GIVEN INSTRUCTION – Reproduce word for word the lines in the records below between the line containing "Which pixel lies on the bowl" and the line containing "pixel 154 216", inclusive.

Position annotation records
---

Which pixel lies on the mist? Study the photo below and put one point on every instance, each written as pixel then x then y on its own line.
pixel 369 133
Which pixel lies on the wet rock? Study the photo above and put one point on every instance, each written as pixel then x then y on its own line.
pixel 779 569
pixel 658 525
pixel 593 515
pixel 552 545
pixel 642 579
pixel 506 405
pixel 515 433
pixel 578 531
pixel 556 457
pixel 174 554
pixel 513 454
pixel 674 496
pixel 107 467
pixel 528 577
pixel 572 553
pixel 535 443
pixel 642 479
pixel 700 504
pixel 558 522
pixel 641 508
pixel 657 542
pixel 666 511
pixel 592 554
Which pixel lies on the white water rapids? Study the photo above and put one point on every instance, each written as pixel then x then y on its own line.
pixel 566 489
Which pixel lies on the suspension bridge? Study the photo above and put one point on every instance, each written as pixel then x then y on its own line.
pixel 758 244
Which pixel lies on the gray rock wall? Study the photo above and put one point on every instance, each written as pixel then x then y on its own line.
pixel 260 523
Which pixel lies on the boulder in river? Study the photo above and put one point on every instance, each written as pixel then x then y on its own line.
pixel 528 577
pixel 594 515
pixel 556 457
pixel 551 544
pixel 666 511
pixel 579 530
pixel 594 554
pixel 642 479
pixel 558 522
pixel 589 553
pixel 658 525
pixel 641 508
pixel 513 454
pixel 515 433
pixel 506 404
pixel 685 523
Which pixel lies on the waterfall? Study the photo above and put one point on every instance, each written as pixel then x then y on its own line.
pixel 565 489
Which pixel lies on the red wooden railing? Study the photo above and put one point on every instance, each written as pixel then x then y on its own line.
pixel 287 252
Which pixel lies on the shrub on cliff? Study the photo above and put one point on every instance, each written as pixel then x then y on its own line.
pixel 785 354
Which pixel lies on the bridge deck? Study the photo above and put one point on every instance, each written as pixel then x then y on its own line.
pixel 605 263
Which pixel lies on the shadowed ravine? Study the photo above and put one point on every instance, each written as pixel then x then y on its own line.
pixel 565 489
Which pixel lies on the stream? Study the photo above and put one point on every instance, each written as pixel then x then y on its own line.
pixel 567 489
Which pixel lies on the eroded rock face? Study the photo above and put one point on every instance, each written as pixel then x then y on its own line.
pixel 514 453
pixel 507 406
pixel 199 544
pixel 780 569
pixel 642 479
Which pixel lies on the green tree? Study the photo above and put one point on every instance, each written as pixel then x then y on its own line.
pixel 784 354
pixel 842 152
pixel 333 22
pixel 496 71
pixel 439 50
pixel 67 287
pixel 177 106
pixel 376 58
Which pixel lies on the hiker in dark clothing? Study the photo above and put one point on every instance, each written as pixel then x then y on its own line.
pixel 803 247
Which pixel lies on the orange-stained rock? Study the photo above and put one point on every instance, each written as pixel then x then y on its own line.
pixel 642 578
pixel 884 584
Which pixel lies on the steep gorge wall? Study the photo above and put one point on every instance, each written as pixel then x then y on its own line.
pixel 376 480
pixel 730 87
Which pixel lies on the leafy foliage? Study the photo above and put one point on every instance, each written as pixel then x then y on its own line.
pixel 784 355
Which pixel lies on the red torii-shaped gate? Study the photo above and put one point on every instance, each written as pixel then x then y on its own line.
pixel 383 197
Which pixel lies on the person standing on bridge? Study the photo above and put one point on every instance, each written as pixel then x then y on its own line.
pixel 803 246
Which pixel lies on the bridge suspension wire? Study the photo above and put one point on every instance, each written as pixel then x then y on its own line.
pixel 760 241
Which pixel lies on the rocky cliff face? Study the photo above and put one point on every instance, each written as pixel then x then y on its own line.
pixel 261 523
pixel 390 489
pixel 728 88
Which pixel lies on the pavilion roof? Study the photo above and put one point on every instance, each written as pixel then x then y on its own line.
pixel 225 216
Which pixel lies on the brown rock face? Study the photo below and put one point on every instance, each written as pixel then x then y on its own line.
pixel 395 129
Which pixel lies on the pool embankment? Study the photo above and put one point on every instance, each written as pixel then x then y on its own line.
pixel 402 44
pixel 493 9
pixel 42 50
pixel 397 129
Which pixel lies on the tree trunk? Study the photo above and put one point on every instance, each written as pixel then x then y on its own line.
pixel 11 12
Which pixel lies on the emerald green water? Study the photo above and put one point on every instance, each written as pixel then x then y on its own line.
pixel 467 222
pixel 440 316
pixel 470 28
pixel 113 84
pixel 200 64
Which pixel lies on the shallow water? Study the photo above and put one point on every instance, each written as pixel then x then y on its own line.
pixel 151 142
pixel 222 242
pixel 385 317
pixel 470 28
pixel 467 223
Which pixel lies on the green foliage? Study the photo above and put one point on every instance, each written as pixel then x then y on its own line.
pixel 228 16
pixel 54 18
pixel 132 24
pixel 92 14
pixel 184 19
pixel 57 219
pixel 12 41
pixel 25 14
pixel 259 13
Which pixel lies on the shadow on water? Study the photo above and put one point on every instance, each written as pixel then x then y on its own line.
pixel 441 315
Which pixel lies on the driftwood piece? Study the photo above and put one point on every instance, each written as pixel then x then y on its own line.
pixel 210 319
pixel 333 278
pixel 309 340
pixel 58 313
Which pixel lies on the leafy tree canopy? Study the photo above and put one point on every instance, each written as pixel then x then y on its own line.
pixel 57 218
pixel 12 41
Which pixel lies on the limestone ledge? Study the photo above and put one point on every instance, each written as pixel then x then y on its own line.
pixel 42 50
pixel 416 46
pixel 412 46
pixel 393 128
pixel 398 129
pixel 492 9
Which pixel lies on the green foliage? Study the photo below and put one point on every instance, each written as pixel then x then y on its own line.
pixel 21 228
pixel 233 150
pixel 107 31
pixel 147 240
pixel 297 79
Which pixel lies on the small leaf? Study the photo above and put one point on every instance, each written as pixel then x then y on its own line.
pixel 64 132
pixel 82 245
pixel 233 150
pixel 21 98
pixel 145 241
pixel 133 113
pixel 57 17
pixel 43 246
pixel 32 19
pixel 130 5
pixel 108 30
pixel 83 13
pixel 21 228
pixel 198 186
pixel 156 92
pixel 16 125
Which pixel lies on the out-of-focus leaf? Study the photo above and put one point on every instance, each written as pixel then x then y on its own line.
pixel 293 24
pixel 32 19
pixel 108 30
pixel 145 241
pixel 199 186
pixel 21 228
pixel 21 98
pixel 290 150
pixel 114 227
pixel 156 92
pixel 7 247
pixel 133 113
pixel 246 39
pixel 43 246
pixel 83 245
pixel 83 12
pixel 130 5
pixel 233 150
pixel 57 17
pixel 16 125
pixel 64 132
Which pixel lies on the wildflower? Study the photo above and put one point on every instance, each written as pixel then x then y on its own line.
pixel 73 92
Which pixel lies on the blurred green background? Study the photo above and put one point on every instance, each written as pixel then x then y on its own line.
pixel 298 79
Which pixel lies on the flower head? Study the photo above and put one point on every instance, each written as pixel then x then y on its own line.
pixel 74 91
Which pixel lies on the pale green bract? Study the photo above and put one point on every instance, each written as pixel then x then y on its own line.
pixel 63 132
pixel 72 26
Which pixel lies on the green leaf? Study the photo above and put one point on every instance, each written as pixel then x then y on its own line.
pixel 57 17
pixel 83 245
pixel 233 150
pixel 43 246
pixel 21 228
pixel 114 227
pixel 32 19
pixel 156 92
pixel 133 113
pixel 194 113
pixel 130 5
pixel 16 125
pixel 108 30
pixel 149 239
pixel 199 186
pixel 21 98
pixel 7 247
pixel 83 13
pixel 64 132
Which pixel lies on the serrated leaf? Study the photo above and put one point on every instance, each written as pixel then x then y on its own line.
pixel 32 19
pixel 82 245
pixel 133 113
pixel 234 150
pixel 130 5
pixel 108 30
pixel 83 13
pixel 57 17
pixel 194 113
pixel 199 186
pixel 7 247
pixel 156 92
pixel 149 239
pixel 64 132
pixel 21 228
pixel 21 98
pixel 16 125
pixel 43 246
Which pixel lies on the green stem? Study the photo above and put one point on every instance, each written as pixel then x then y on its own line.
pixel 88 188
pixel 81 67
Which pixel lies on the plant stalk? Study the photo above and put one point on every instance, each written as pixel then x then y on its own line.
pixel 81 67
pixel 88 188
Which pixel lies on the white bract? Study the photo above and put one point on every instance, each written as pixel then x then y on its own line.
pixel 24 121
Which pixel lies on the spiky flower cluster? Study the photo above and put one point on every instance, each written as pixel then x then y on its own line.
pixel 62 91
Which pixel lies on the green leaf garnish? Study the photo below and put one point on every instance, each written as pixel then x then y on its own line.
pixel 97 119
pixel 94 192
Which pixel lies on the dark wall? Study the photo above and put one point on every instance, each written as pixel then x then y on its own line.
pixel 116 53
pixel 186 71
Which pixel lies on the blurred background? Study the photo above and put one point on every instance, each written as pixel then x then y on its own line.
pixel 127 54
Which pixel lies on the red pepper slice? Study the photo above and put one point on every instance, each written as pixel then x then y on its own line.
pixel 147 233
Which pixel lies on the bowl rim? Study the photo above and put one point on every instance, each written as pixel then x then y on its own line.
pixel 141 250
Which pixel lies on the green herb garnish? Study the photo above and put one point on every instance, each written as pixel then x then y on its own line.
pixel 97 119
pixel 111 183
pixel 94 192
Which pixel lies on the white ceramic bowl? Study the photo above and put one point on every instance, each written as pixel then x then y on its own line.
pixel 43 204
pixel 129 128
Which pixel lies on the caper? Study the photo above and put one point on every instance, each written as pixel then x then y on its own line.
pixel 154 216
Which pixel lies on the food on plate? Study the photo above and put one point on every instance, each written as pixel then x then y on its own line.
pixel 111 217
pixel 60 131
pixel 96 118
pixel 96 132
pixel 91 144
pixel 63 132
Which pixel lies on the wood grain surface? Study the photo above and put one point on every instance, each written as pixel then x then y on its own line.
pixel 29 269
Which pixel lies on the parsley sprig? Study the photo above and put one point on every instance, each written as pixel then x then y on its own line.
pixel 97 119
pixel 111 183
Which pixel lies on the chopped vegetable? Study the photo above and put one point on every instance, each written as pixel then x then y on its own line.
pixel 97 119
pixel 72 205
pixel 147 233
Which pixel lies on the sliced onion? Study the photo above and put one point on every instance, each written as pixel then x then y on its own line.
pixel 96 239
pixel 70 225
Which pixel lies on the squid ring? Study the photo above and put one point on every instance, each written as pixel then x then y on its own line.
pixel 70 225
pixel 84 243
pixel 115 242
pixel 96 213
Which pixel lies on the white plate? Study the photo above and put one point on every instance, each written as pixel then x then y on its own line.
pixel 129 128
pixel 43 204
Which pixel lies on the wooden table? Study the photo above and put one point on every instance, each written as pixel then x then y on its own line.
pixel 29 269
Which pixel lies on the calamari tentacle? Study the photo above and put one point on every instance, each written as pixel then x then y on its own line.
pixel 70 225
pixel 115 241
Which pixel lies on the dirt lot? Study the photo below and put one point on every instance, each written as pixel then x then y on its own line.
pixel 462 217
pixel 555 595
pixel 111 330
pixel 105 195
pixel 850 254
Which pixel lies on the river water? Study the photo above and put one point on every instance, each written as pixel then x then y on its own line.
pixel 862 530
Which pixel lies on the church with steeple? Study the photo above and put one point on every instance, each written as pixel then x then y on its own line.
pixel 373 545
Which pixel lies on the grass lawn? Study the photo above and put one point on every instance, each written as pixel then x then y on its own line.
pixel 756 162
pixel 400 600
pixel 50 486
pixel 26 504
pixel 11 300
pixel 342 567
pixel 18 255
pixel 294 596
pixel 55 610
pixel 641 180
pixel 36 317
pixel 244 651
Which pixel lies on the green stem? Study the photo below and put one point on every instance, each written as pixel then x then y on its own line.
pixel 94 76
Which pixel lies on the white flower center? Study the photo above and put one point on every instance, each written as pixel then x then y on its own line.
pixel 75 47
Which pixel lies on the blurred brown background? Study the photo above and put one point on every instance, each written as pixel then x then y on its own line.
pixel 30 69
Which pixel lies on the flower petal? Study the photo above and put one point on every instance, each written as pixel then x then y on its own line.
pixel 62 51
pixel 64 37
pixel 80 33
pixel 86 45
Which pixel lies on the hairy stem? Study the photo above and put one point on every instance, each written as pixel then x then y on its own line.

---

SOLUTION FOR THIS EXERCISE –
Which pixel lies on the bowl rim? Study the photo above and put one point on every instance, each written as pixel then x then y on its own line.
pixel 141 250
Which pixel lies on the green herb garnish? Study the photo above and put one point on every instance, each written as pixel then x then y on its own line.
pixel 97 119
pixel 111 183
pixel 94 192
Which pixel lies on the white ceramic bowl? Study the photo above and put one point on every instance, each written as pixel then x then y on its own line.
pixel 43 204
pixel 129 128
Which pixel lies on the caper? Study the photo above and put one point on every instance, each written as pixel then x then y on its own line.
pixel 154 216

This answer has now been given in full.